▶ Required task
Pick out and copy every line in the items below that contains the word "ball". Matches must have the same case.

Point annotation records
+++

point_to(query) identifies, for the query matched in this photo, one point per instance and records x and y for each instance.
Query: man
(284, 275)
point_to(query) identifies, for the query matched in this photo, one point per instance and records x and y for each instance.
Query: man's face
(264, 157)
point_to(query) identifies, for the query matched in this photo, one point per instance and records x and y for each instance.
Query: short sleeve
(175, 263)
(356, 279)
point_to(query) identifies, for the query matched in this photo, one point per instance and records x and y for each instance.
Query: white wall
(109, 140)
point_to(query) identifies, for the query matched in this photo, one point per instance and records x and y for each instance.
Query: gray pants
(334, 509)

+++

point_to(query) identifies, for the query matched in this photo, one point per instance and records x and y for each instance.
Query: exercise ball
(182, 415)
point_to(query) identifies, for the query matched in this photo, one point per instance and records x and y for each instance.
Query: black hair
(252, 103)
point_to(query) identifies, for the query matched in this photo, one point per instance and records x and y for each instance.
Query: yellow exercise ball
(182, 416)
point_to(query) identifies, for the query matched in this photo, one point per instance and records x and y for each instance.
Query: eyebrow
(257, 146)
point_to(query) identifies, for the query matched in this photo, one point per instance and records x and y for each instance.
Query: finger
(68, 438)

+++

▶ Exercise result
Query: exercise ball
Query: yellow exercise ball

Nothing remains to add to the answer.